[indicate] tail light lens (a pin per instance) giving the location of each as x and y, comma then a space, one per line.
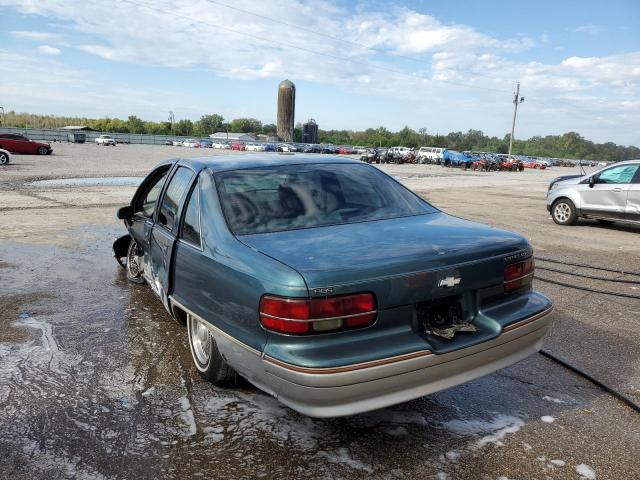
517, 275
299, 316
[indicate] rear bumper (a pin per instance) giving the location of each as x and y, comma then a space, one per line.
338, 393
352, 389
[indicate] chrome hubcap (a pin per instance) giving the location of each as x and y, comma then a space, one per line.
132, 261
200, 340
562, 212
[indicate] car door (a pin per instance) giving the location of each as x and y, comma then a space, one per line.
607, 195
8, 142
633, 199
144, 207
164, 232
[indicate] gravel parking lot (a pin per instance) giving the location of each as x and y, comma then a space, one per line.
96, 380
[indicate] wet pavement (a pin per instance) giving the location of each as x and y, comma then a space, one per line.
96, 381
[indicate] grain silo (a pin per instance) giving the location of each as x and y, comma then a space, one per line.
310, 132
286, 110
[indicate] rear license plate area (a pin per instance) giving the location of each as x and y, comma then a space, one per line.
445, 318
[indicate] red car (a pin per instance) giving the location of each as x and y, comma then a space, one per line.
532, 164
19, 144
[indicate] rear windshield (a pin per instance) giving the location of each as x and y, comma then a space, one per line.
274, 199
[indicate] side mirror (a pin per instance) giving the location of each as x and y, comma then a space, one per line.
125, 213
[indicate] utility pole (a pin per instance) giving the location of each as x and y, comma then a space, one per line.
172, 119
517, 99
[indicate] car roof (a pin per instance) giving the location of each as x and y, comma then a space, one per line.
220, 163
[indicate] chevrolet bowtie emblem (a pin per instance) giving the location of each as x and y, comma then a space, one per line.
449, 282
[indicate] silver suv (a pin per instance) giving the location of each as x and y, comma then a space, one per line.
611, 194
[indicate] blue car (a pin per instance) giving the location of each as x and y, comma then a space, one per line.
326, 283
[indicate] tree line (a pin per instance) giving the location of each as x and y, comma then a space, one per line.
568, 145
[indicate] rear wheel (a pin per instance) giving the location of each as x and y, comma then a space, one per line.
206, 355
134, 269
564, 212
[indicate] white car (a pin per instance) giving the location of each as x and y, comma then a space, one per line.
191, 142
105, 140
610, 194
5, 157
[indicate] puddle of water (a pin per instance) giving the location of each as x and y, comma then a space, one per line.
84, 182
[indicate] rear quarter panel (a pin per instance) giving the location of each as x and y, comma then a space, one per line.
223, 282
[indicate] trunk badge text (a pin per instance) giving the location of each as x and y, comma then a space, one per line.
449, 282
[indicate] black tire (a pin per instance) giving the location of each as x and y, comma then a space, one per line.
564, 212
134, 270
213, 368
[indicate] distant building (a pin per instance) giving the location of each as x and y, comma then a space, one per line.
261, 137
233, 137
82, 128
310, 132
286, 110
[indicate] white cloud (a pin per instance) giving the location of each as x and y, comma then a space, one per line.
49, 50
589, 29
453, 79
36, 36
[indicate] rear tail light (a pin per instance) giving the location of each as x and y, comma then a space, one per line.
299, 316
517, 275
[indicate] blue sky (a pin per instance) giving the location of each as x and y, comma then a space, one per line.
447, 65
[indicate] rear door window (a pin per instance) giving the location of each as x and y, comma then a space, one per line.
147, 204
173, 195
618, 175
191, 224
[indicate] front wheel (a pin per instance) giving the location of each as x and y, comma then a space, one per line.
564, 212
206, 355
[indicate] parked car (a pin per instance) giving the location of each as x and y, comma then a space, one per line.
105, 140
20, 144
533, 164
255, 147
610, 194
190, 142
439, 301
204, 144
5, 157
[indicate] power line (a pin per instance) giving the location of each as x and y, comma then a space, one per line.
314, 52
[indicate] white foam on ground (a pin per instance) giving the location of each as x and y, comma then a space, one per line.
343, 457
497, 428
585, 471
553, 399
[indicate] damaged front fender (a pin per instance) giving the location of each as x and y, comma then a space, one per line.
120, 248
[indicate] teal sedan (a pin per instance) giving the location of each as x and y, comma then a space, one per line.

※

Print the records word for word and exclude any picture they hold.

> _FULL RESPONSE_
[indicate] tail light lens (a pin per instance) giving the location of each as x and y, comma then a space, one per line.
517, 275
299, 316
[indicate] rear bumper (a pin per instance) giving the location of each as x and y, comma then a space, one per line.
338, 393
352, 389
[indicate] chrome hubcap (a pin per instance) giving the location of each as x and y, comma then a space, one per line.
132, 261
200, 340
562, 212
[indicate] car door (a pin per instance) giving the location of each as x and y, comma then a space, one per line.
607, 195
8, 142
633, 199
144, 207
164, 232
[indicate] gravel parking lot (a pin per instance) giving the location of each as x and y, comma then a space, one per line.
96, 380
[indicate] wet pavement (a pin per instance) giving the location of each as x and y, comma then a space, one per line.
96, 381
[indicate] grain silo (a pin per instance) giving the location of each as x and y, comma then a space, one per line.
310, 132
286, 110
[indicate] rear license plate area (a pin per instance) giving the location of each as x and y, comma then a space, one per line.
445, 318
[indicate] red car (a pin per instance) giving the location of each as x and y, comma then a space, one per line.
532, 164
19, 144
[indicate] rear windshield (a pin per instance) giving the location of each as x and y, comma then a space, one per line.
274, 199
[indicate] side mirror (a pin per instance) giving the location of each as x and y, comma then a space, one per line.
125, 213
[indicate] utility pole (a pin per instance) giving the location of each as x and y, comma then a space, one per line.
172, 119
517, 99
[indicate] car roof (a pin per instance) giving the location of each as x and y, comma then a space, one per line.
220, 163
[indicate] chevrolet bowtie emblem (a pin per instance) giving the location of each as x and y, comma then a space, one per line.
449, 282
[indicate] silver suv (a pin per instance) giving the location of each as x and y, comma then a space, one per line.
611, 194
[indicate] blue car (a pin per instance) giving the location of each as x and y, comma then a space, one per line.
326, 283
[indicate] tree line (a pin per instance) giving the location of each as x and y, comma then a space, one per line.
568, 145
[indicate] rear wheel (a pin per instance) giving the location of each as x and y, comma then a space, one per line.
206, 355
134, 269
564, 212
[indicate] white car (a pin per instance) giving the location of each as x and y, comma then a space, one per line.
191, 142
105, 140
610, 194
5, 157
[indicate] puddle of water (a pin per instance) giving the location of each as x and y, comma then a space, one per line.
84, 182
[indicate] rear quarter panel (a pin per instance) giving the location of each as x and y, comma then a space, one per line.
223, 282
[indicate] trunk badge text (a pin per instance) giving the location of each as x and y, comma then a space, one per line.
449, 282
[indicate] black tire (a pin per instance) giving the location of each as x and y, comma then a space, one per line.
564, 212
134, 270
213, 368
[indicate] distant building (a pin per instance) giving the location of each as x and y, comma then a space, one per line.
261, 137
233, 137
82, 128
310, 132
286, 110
[indicate] white cloud (a pin per instance) giving the location of each as x and y, comma then a space, one per line.
49, 50
589, 29
453, 79
36, 36
[indicate] rear tail light (a pin per instance) giving the location of each as x and y, comma then a space, one per line.
299, 316
517, 275
[indicate] blue sky (a pin per instance) giving the location of each as x and y, comma then a space, one per line.
447, 65
[indicate] rear door window (a pin per instance) giving the location of each as x and y, comma then a space, one per line.
147, 204
173, 195
618, 175
191, 224
[indicate] front wheel (a pin per instance) giving the location of each as x and y, comma then a space, one per line.
564, 212
206, 355
[indicate] parked car (a pin per instance) giving the location of each as x and y, comma then a space, one per line.
105, 140
20, 144
533, 164
255, 147
610, 194
190, 142
439, 301
204, 144
5, 157
[indicate] power line (a pin per instance) giving the location of each as x and y, comma then a space, one per line.
314, 52
[indicate] white foam on ground (a pin per instance) giving the location of each as x and y, comma then a space, one per line.
343, 457
497, 428
585, 471
553, 399
[indicate] damaged front fender (a pin per instance) giving the location of each as x and y, comma then a space, one per line.
120, 248
[indicate] teal sedan (a pin per instance) giving the location of each as x and y, comma then a space, one per line.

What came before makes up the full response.